## DIRECTIONS
Please write out all the data exactly as shown.

── RECORDS PROVIDED ──

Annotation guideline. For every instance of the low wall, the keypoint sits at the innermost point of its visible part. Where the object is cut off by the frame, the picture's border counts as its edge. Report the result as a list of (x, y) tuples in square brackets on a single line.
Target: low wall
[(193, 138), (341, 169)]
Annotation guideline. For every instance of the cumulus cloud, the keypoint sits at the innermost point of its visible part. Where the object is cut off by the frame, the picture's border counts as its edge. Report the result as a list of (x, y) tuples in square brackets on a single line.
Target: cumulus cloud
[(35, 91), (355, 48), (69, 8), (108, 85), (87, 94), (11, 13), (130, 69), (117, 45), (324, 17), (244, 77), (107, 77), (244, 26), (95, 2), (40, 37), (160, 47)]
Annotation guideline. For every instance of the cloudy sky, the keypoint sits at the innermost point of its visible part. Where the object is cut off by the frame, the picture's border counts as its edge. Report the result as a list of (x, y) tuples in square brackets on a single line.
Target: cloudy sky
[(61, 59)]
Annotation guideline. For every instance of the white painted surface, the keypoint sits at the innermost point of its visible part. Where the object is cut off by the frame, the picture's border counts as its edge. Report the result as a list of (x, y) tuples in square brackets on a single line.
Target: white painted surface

───

## RESPONSE FOR THIS EXERCISE
Annotation guideline. For every instance of the low wall, the keypoint sits at the innermost point of its visible part. Where the object is cut off by the frame, the picture's border counts as its edge. Report the result as a list of (x, y) tuples in square brackets on a single line.
Target: low wall
[(193, 138), (341, 169)]
Annotation guideline. For every instance of the cumulus cloud, the keypoint sits at the innermost point of its visible part. Where the object is cut off by the frame, the picture's border counts as its edge. Report the result as a list of (x, y) tuples in square brackets on a single line.
Target: cumulus cloud
[(35, 91), (355, 48), (69, 8), (108, 85), (87, 94), (11, 13), (130, 69), (117, 45), (324, 17), (244, 77), (107, 77), (244, 26), (95, 2), (40, 37), (160, 47)]
Annotation guideline. For every instance of the cloudy sky, the keypoint sits at the innermost point of its visible part. Where the object is cut off by the frame, the picture's border counts as its edge. Report the result as a list of (x, y) tuples in square brackets on a single line.
Target: cloudy sky
[(61, 59)]
Annotation guideline. For every instance of the white painted surface, the keypoint sits at the innermost point of its visible part. Where the object is cut off by the frame, the picture's border counts as its edge. Report the result as a list of (x, y) tuples in square brackets on a single line.
Target: white painted surface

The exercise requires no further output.